> Stated exercise:
Copy out all the rows below, replacing each "thankful" with "grateful" and changing nothing else.

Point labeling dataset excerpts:
---

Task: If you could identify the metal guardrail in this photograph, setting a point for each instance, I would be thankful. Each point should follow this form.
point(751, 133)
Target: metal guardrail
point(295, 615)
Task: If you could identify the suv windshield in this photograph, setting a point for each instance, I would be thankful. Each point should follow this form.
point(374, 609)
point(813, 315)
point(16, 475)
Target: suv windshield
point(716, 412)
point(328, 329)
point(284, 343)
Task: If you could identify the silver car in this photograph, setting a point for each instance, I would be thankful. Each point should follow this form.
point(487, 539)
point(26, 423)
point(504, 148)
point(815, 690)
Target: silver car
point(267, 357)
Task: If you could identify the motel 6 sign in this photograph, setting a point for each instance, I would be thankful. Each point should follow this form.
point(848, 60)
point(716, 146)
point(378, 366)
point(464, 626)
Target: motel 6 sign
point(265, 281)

---

> Written solution:
Task: If you could identify the metal guardrail in this photograph, setting a point for each instance, I would be grateful. Each point should follow this form.
point(751, 133)
Target: metal guardrail
point(295, 615)
Task: If you could identify the suv windshield in this photograph, setting a point for each instance, I would be grateful. Each point should follow this form.
point(374, 609)
point(813, 315)
point(16, 475)
Target: suv windshield
point(716, 412)
point(328, 329)
point(284, 343)
Task: If you could identify the silver car in this photograph, setting a point for each instance, I would be grateful. Each point should follow this form.
point(487, 539)
point(26, 423)
point(504, 148)
point(815, 690)
Target: silver car
point(267, 357)
Task: If you could identify the motel 6 sign in this photograph, setting a point for each instance, I would be grateful. Each point should follow this form.
point(848, 60)
point(716, 146)
point(378, 366)
point(464, 626)
Target: motel 6 sign
point(265, 281)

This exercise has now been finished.